• [COMPITO SCRITTO A] Elenchi tutti i destinatari della circolare ai quali segue l'indicazione "Ufficio del Segretario generale".
• [COMPITO SCRITTO B] Ricopi fedelmente il brano della circolare, cominciando dalle parole "1. PREMESSA" e fermandosi dopo le parole "vero e proprio.".

··· TESTO FORNITO

Norme & Prassi

Circolare sulle collaborazioni coordinate e continuative (Circolare Welfare n. 04/2004

Alla Presidenza del Consiglio
dei Ministri Segretariato generale

Alle Amministrazioni dello
Stato anche

ad ordinamento autonomo

Loro Sedi

Al Consiglio di Stato

Ufficio del Segretario generale

Alla Corte dei Conti

Ufficio del Segretario generale

All’Avvocatura generale dello
Stato

Ufficio del Segretario generale

Alle Agenzie

Loro Sedi

All’ARAN

Alla Scuola Superiore della
Pubblica

Amministrazione

Agli Enti pubblici non
economici

(tramite i Ministeri vigilanti)

Loro Sedi

Agli Enti pubblici

(ex art. 70 del D:Lgs n.
165/01)

Loro Sedi

Agli Enti di ricerca

(tramite il Ministero
dell’istruzione

dell’Università e della
ricerca)

Alle Istituzioni universitarie

(tramite il Ministero
dell’istruzione

dell’Università e della
ricerca)

e, p. c. Alla Conferenza dei
Presidenti delle

Regioni

All’ANCI

All’UPI

Loro sedi

 

OGGETTO: Collaborazioni
coordinate e continuative. Presupposti e limiti alla stipula dei contratti.
Regime fiscale e previdenziale. Autonomia contrattuale.

 


1. PREMESSA

 

La pubblica amministrazione è
stata, negli ultimi anni, protagonista di un processo di assimilazione
all’impresa privata, pur nel riconoscimento della sostanziale differenza delle
finalità perseguite, dal punto di vista delle logiche organizzative. Il
mutamento della visione organizzativa dell’amministrazione ha comportato, da un
lato, la contrattualizzazione del rapporto di lavoro dei propri dipendenti e,
dall’altro, l’attribuzione alla dirigenza di un ruolo diverso, con la
conseguente assunzione dei poteri del privato datore di lavoro nella gestione
delle risorse umane, per giungere, anche, all’esercizio di tali poteri
nell’ambito organizzativo vero e proprio.

 

Da cio’ derivano il potere e
l’onere attribuiti ai dirigenti di attendere all’organizzazione dei propri
uffici e delle risorse loro attribuite, secondo la previsione dell’articolo 5
del decreto legislativo 30 marzo 2001, n. 165, il quale prevede, al comma 2, che
“Nell’ambito delle leggi e degli atti organizzativi di cui all’articolo 2, comma
1, le determinazioni per l’organizzazione degli uffici e le misure inerenti alla
gestione dei rapporti di lavoro sono assunte dagli organi preposti alla gestione
con la capacità ed i poteri del privato datore di lavoro”.

······
··· RIGHE

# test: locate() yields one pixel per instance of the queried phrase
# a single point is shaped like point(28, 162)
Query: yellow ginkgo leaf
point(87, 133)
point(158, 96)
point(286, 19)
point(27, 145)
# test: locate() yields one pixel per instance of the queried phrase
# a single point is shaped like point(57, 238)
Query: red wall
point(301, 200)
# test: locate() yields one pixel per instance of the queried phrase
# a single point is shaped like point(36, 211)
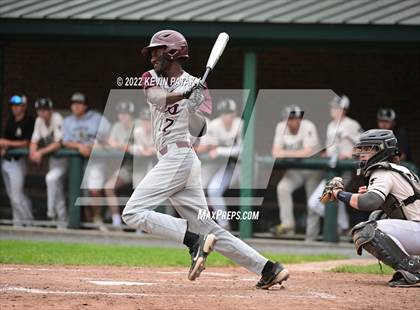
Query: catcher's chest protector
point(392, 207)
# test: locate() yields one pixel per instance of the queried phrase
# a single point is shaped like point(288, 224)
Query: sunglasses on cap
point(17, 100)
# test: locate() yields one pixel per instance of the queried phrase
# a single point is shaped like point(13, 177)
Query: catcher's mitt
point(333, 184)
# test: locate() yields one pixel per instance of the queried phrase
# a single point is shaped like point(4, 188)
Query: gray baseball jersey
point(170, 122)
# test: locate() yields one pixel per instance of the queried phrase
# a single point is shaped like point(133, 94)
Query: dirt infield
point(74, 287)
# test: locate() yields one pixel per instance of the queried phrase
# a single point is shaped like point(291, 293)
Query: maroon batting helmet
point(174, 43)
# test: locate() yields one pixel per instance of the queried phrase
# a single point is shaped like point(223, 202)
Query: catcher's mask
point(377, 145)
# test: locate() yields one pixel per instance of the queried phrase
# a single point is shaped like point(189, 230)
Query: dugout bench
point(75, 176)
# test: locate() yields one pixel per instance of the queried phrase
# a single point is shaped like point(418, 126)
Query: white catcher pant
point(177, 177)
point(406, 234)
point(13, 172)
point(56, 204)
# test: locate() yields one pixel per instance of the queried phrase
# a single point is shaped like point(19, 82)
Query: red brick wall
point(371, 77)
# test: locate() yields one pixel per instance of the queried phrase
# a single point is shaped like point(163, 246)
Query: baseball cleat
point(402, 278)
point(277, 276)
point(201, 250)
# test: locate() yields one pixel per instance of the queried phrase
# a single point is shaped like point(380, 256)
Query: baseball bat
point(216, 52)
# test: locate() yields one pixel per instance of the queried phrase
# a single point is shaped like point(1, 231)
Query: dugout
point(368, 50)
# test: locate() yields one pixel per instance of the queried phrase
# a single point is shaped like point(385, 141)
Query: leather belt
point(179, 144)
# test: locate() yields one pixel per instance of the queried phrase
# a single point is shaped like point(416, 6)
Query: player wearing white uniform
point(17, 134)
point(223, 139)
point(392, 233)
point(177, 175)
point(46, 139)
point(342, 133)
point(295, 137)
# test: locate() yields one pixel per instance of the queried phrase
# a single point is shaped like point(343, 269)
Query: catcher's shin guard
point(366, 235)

······

• [RISPOSTA A] Consiglio di Stato; Corte dei Conti; Avvocatura generale dello Stato.

• [RISPOSTA B]
1. PREMESSA

 

La pubblica amministrazione è
stata, negli ultimi anni, protagonista di un processo di assimilazione
all’impresa privata, pur nel riconoscimento della sostanziale differenza delle
finalità perseguite, dal punto di vista delle logiche organizzative. Il
mutamento della visione organizzativa dell’amministrazione ha comportato, da un
lato, la contrattualizzazione del rapporto di lavoro dei propri dipendenti e,
dall’altro, l’attribuzione alla dirigenza di un ruolo diverso, con la
conseguente assunzione dei poteri del privato datore di lavoro nella gestione
delle risorse umane, per giungere, anche, all’esercizio di tali poteri
nell’ambito organizzativo vero e proprio.